Given the context of the exhibition – that unavoidable presence of COVID-19 that has defined so much of our daily lives these past three months – the space in which work is created and then displayed is crucial. Paul Liptrot’s Continuance responds to the restrictions of a digital space by transplanting a physical work into the virtual arena, whilst Yara Zein’s sculpture-cum-video Walk deals with similar restrictions. Whilst both are able to rework their original submissions and present something interesting, these pieces are perhaps the most identifiable casualties of the circumstances plaguing the exhibition. Zein’s intentional and methodical use of sculpture, sound, light, and setting seem primed for a physical display, and whilst the work is intriguing in its use of Bauhaus ideas of meaning and form, the video falls short in communicating that to the viewer. 

It’s a sign that even with our physical institutions closing their doors, artists remain working

Alternatively, Manuela Sandoval’s curious exploration of surface and interactivity in Circular Noise welcomes the digital space. For an online exhibition, Sandoval’s piece sits comfortably. By inviting the viewer to physically engage with the work, we become active participants, a difficult feat to achieve in an online exhibition but one that Sandoval has success with. And whilst it isn’t as polished as some of the other works on display, the playfulness and interactivity is still enjoyable. Aftermath isn’t short of surprises, either. Jill Ng’s The Day When Math Is Dead combines the oddities of internet culture with the Bauhaus influence on media to create a video that is part-phantasmagoric, part-satirical. Light-hearted in its approach, Ng’s video is the least recognisable ode to the Bauhaus. That’s okay, though. The Bauhaus invited the sorts of experimentation we get in abundance from Ng, with a little extra humour mixed in for good measure.

Stored data
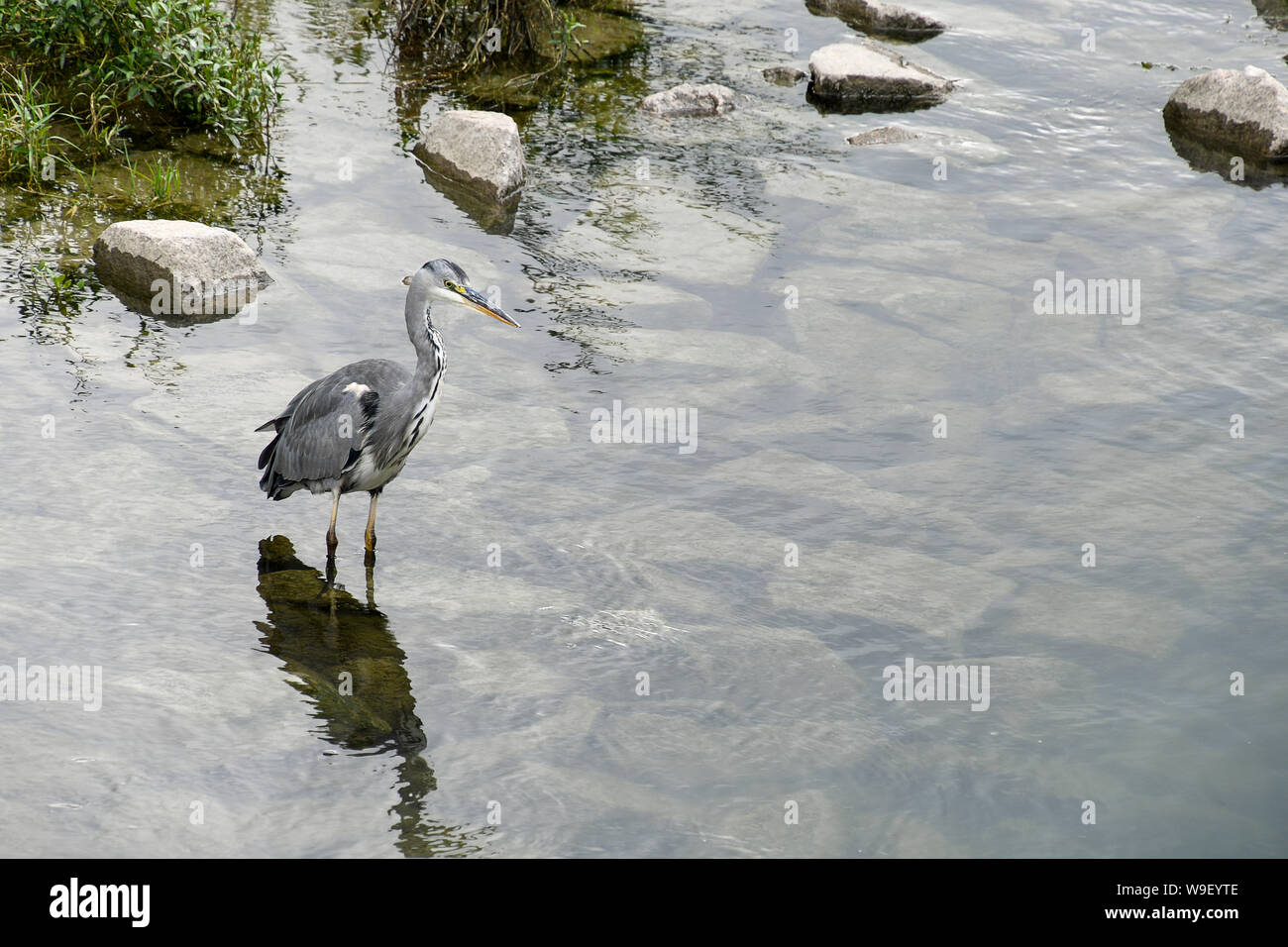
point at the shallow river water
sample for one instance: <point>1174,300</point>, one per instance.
<point>580,648</point>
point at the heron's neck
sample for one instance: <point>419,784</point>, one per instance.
<point>430,357</point>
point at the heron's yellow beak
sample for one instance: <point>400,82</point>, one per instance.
<point>477,300</point>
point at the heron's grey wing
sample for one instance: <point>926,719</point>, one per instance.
<point>320,433</point>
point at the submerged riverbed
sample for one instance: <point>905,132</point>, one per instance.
<point>570,647</point>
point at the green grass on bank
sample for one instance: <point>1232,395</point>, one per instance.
<point>107,69</point>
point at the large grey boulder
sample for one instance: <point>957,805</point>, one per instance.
<point>1241,112</point>
<point>691,99</point>
<point>877,18</point>
<point>866,76</point>
<point>167,262</point>
<point>478,150</point>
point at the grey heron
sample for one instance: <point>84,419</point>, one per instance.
<point>355,428</point>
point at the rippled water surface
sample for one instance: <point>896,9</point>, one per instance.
<point>527,577</point>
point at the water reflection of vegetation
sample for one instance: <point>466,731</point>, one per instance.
<point>119,69</point>
<point>340,654</point>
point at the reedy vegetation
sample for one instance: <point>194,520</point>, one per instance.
<point>112,68</point>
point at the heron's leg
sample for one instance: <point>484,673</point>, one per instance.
<point>331,540</point>
<point>372,522</point>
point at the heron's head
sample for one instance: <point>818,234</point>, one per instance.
<point>445,279</point>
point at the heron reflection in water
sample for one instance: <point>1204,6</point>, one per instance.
<point>342,656</point>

Task objective
Name every artwork mentioned in the exhibition review, giving the artist for each. Rely only on the exhibition review.

Solution for this exercise
- Continuance: Paul Liptrot
- Walk: Yara Zein
- Circular Noise: Manuela Sandoval
- The Day When Math Is Dead: Jill Ng